## [BRIEF]
Please set out the listing below as a numbered list with the blank lines omitted. Leave the pictures out of your answer.

— Start —

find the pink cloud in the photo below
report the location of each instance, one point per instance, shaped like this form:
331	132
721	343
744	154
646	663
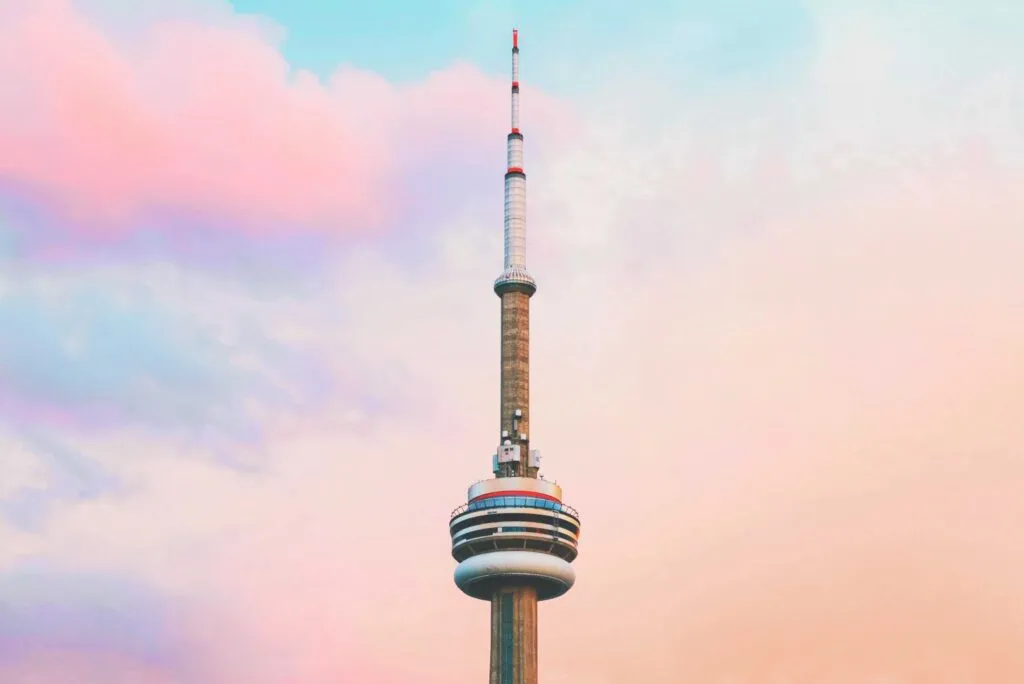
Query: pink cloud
212	120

— End —

## [EXPECTED ANSWER]
1. find the pink cloud in the photo below
2. report the location of each instance, one point per instance, shaped like this form:
3. 331	132
4. 721	343
5. 744	154
6. 646	663
7. Query: pink cloud
8. 212	120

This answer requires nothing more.